Exercise prompt =
Set down the listing below word for word, from its first line through the line that contains "box: [82, 176, 111, 356]", including that line. Leave out the pictures.

Available records =
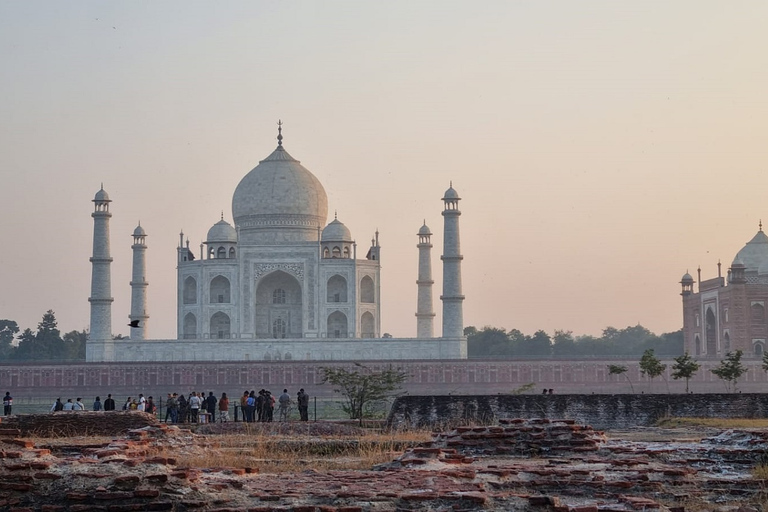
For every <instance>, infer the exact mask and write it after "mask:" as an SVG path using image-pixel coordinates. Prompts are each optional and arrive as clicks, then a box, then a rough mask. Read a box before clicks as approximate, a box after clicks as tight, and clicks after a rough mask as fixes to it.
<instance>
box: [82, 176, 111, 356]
mask: <svg viewBox="0 0 768 512" xmlns="http://www.w3.org/2000/svg"><path fill="white" fill-rule="evenodd" d="M110 202H111V201H110V199H109V194H107V192H106V191H105V190H104V187H103V186H102V187H101V190H99V191H98V192H96V197H94V199H93V203H94V210H93V213H92V214H91V217H93V257H92V258H91V266H92V271H91V296H90V298H89V299H88V302H90V303H91V327H90V330H91V332H90V336H89V340H90V341H97V342H111V341H112V301H113V300H114V299H113V298H112V279H111V268H110V267H111V264H112V257H111V256H110V253H109V219H110V218H111V217H112V214H111V213H109V203H110Z"/></svg>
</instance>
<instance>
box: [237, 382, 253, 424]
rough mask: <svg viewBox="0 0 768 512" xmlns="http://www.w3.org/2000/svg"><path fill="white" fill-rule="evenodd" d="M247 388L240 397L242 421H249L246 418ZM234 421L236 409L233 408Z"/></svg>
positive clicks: (246, 407)
mask: <svg viewBox="0 0 768 512" xmlns="http://www.w3.org/2000/svg"><path fill="white" fill-rule="evenodd" d="M247 411H248V390H247V389H246V390H245V391H244V392H243V396H241V397H240V412H241V413H243V421H244V422H246V423H249V422H250V419H249V418H248V414H247ZM235 421H237V409H235Z"/></svg>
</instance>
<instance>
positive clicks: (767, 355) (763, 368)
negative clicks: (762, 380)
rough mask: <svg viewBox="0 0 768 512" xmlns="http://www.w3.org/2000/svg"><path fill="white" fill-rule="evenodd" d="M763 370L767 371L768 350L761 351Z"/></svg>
mask: <svg viewBox="0 0 768 512" xmlns="http://www.w3.org/2000/svg"><path fill="white" fill-rule="evenodd" d="M763 370H765V371H766V372H768V352H763Z"/></svg>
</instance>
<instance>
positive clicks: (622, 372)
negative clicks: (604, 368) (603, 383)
mask: <svg viewBox="0 0 768 512" xmlns="http://www.w3.org/2000/svg"><path fill="white" fill-rule="evenodd" d="M626 373H627V367H626V366H621V365H618V364H609V365H608V374H609V375H622V374H626ZM624 376H625V377H626V378H627V382H629V389H631V390H632V394H633V395H634V394H635V387H634V386H633V385H632V381H631V380H629V375H624Z"/></svg>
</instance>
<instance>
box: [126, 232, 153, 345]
mask: <svg viewBox="0 0 768 512" xmlns="http://www.w3.org/2000/svg"><path fill="white" fill-rule="evenodd" d="M146 238H147V233H146V231H144V228H142V227H141V223H139V225H138V226H136V229H134V230H133V245H132V246H131V249H133V273H132V274H131V314H130V315H129V317H128V318H130V319H131V339H132V340H143V339H146V337H147V320H148V319H149V315H148V314H147V286H149V283H148V282H147V242H146ZM134 325H136V327H133V326H134Z"/></svg>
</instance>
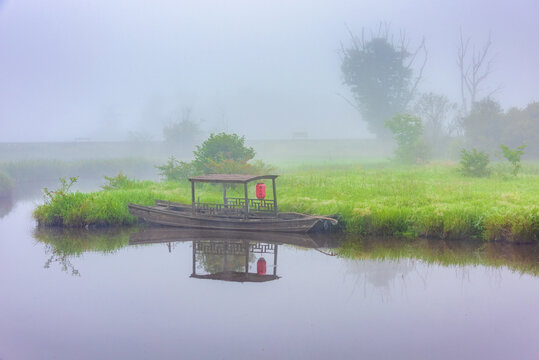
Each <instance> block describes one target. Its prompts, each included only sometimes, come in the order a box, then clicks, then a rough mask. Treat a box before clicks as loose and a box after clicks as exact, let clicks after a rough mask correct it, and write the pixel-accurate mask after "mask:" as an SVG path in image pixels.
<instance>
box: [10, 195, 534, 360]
mask: <svg viewBox="0 0 539 360" xmlns="http://www.w3.org/2000/svg"><path fill="white" fill-rule="evenodd" d="M33 206H34V205H33V203H32V202H18V203H16V204H15V205H14V207H13V208H12V209H11V211H10V212H9V213H8V214H7V215H4V216H3V217H2V218H1V219H0V286H1V289H0V294H1V295H0V359H3V360H11V359H173V358H174V359H279V358H280V359H302V358H305V359H359V358H372V359H479V358H487V359H539V307H538V304H539V277H537V276H536V275H534V274H537V268H538V266H537V257H533V256H532V257H531V258H530V257H529V256H524V258H523V259H522V254H521V253H522V251H521V250H518V249H517V250H515V249H510V251H509V252H507V253H504V254H497V253H496V251H501V250H500V248H496V247H493V248H489V249H487V250H488V253H489V256H490V257H489V258H486V259H485V261H484V263H485V264H481V261H480V263H479V264H473V261H472V262H471V261H469V259H468V260H466V258H464V257H465V255H462V256H463V260H462V261H459V259H458V258H457V259H450V260H449V261H448V264H449V265H439V264H437V262H436V261H432V260H429V258H428V257H425V258H424V259H414V258H411V257H409V256H408V255H407V254H408V253H403V254H402V255H398V254H397V255H395V249H393V251H392V252H390V251H388V252H387V253H388V255H387V256H383V254H382V256H380V254H379V253H380V249H379V248H377V244H376V243H374V244H373V243H371V244H370V249H371V250H368V249H363V252H362V254H363V255H361V256H359V257H360V258H361V259H347V258H343V257H340V256H330V255H331V252H333V251H335V250H332V249H324V251H323V252H320V251H317V250H314V249H310V248H308V247H307V248H305V247H301V246H298V245H297V244H298V242H297V241H296V245H294V246H292V245H284V244H281V245H277V256H275V246H274V244H273V245H272V246H268V247H267V248H264V249H262V248H261V247H260V246H258V245H257V244H258V242H256V241H254V242H244V241H236V242H231V243H230V244H228V245H223V244H224V243H223V242H220V241H217V240H216V241H214V242H213V245H211V244H212V243H211V242H209V241H206V240H203V239H198V240H199V241H189V240H188V239H187V240H186V239H184V240H186V241H181V242H170V243H168V242H162V243H154V244H146V245H140V243H141V242H144V235H142V236H141V235H140V234H139V235H137V234H132V233H131V232H132V231H119V230H111V231H109V232H107V233H105V234H101V233H99V234H97V233H92V232H88V233H86V234H83V235H82V236H80V235H79V234H74V233H69V234H66V233H54V232H53V233H51V232H39V231H38V232H36V231H35V225H34V223H33V221H32V219H31V211H32V209H33ZM150 235H152V234H150ZM152 236H154V238H157V237H159V236H161V237H163V234H155V233H154V234H153V235H152ZM165 237H166V234H165ZM141 239H142V240H141ZM146 239H148V236H146ZM154 240H156V239H154ZM300 240H301V239H300ZM316 240H317V241H319V242H320V240H321V239H316ZM130 242H131V245H130ZM322 242H324V240H323V239H322ZM209 244H210V245H211V246H210V245H209ZM234 244H235V245H234ZM245 244H247V246H248V248H247V250H248V251H247V253H245V247H244V245H245ZM430 244H431V245H432V243H430ZM255 245H256V246H255ZM262 245H263V244H262ZM304 245H307V246H308V241H307V243H305V244H304ZM193 246H195V253H194V254H193ZM444 246H446V244H445V245H444V244H441V245H440V246H438V245H434V250H432V249H431V250H429V254H431V253H432V254H434V253H436V252H437V251H438V250H436V249H442V248H443V247H444ZM373 249H374V250H373ZM504 249H505V250H507V248H504ZM526 249H527V250H526V251H528V250H530V249H531V250H533V248H530V247H528V248H526ZM252 250H254V252H253V251H252ZM505 250H504V251H505ZM257 251H259V252H257ZM260 251H266V252H265V253H260ZM369 251H370V252H369ZM399 251H400V252H402V251H401V250H398V249H397V251H396V252H397V253H399ZM474 251H475V252H472V253H471V254H472V255H473V256H475V255H474V254H475V253H477V251H478V250H474ZM375 252H376V253H375ZM224 254H227V255H226V256H225V255H224ZM328 254H329V255H328ZM193 255H194V261H193ZM485 256H486V251H485ZM225 257H226V259H225ZM260 257H264V259H265V260H266V276H269V277H271V275H273V270H274V269H275V274H276V276H277V277H278V278H275V279H270V278H268V281H266V282H233V281H222V280H210V279H201V278H194V277H191V275H192V274H193V262H194V265H195V268H194V271H195V273H196V274H197V275H198V274H200V275H208V274H211V273H219V272H221V273H222V271H223V270H225V271H228V272H227V273H226V274H229V275H230V274H231V273H230V272H231V271H235V273H233V274H235V276H236V278H237V277H238V276H240V277H241V274H242V272H244V270H245V261H246V260H247V262H248V264H249V265H248V267H249V268H248V271H249V272H251V273H256V272H257V263H258V260H259V259H260ZM380 257H385V258H386V259H385V260H382V259H381V258H380ZM477 258H481V256H479V257H478V256H475V257H474V259H477ZM275 259H277V266H276V268H274V266H273V265H274V262H275ZM489 259H490V260H489ZM492 259H494V260H492ZM441 262H442V263H443V261H441ZM504 262H506V263H507V264H505V263H504ZM458 263H462V264H464V265H455V264H458ZM470 263H472V264H473V265H465V264H470ZM451 264H452V265H451ZM489 264H494V265H496V266H490V265H489ZM510 268H511V269H512V270H511V269H510ZM253 276H255V277H256V276H257V275H253Z"/></svg>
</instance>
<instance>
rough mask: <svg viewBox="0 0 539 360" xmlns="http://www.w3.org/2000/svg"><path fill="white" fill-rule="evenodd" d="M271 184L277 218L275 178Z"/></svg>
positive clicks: (276, 200)
mask: <svg viewBox="0 0 539 360" xmlns="http://www.w3.org/2000/svg"><path fill="white" fill-rule="evenodd" d="M271 184H272V185H273V213H274V215H275V217H277V190H276V187H275V178H273V179H271Z"/></svg>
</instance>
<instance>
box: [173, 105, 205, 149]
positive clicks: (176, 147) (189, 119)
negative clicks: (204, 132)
mask: <svg viewBox="0 0 539 360" xmlns="http://www.w3.org/2000/svg"><path fill="white" fill-rule="evenodd" d="M192 115H193V112H192V109H191V108H185V109H183V110H182V114H181V117H180V120H179V121H176V122H173V123H171V124H169V125H167V126H165V127H164V128H163V137H164V138H165V142H166V143H167V144H168V145H169V146H171V147H173V148H178V149H180V150H189V149H192V148H193V146H194V145H195V144H196V143H198V142H199V141H200V138H201V136H202V131H201V130H200V125H199V124H198V123H197V122H196V121H194V120H193V116H192Z"/></svg>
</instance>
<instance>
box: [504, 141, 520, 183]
mask: <svg viewBox="0 0 539 360" xmlns="http://www.w3.org/2000/svg"><path fill="white" fill-rule="evenodd" d="M500 147H501V148H502V152H503V156H504V157H505V158H506V159H507V161H509V162H510V163H511V167H512V169H511V173H512V174H513V176H517V175H518V172H519V171H520V169H521V167H522V165H521V163H520V157H521V156H522V155H524V149H525V148H526V144H522V145H520V146H519V147H517V148H516V149H515V150H511V149H510V148H509V147H507V146H505V145H504V144H501V145H500Z"/></svg>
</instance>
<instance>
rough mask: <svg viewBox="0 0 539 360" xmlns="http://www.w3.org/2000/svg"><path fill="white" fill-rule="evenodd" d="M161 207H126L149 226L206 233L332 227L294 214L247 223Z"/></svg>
mask: <svg viewBox="0 0 539 360" xmlns="http://www.w3.org/2000/svg"><path fill="white" fill-rule="evenodd" d="M164 204H165V203H163V202H157V205H156V206H142V205H136V204H129V212H130V213H131V215H134V216H136V217H138V218H140V219H142V220H144V221H146V222H148V223H150V224H157V225H166V226H175V227H182V228H192V229H208V230H234V231H271V232H288V233H306V232H309V231H311V230H312V229H313V228H314V227H315V226H316V225H317V224H318V223H319V222H320V221H329V222H332V223H333V224H335V223H336V220H333V219H328V218H324V217H317V216H310V215H304V214H296V213H279V214H278V216H277V217H258V218H248V219H242V218H233V217H226V216H208V215H198V214H193V213H192V212H191V208H190V207H189V206H187V205H182V204H176V205H174V206H166V205H164Z"/></svg>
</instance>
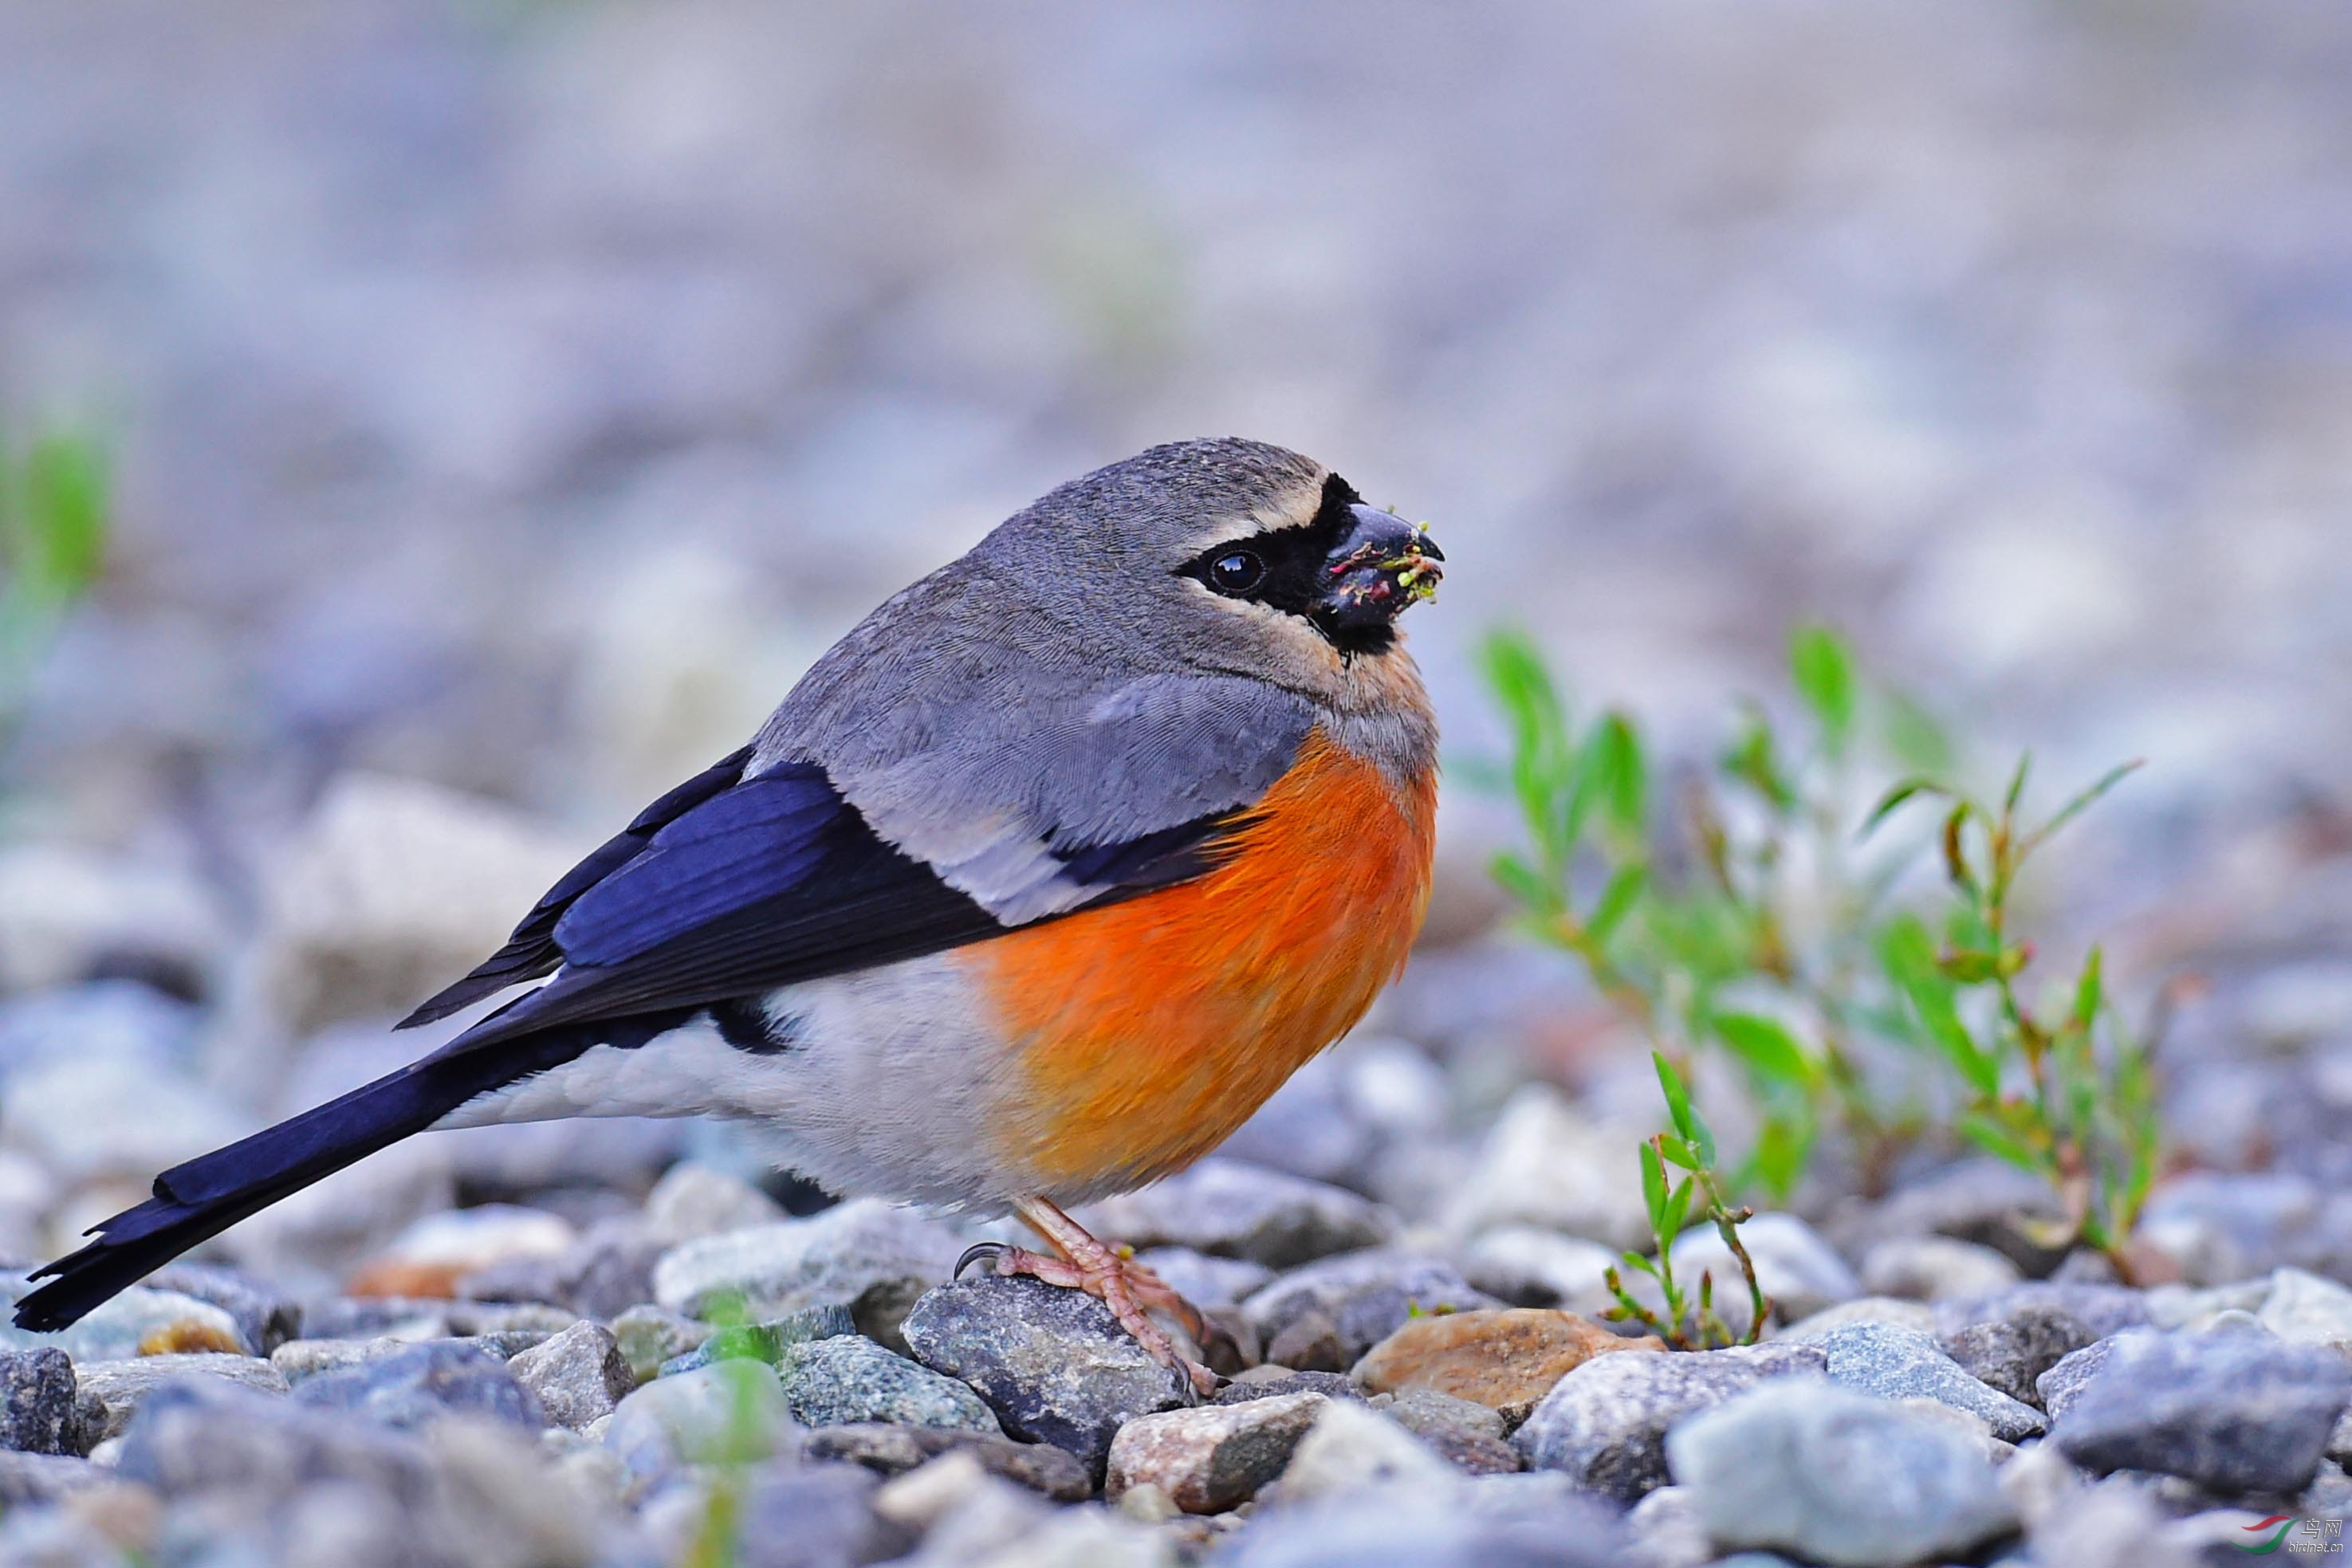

Response to this task =
For every <instance>, infer the exact mask and write it after "mask:" as an SVG path using image-pixel coordinates. Prompts are each optional and arrive as clicks, then a box, then a rough mask. Read a box before clicks as approximate, a box after clicks as tight, and clicks after a rough mask as fixes to it.
<instance>
box: [82, 176, 111, 356]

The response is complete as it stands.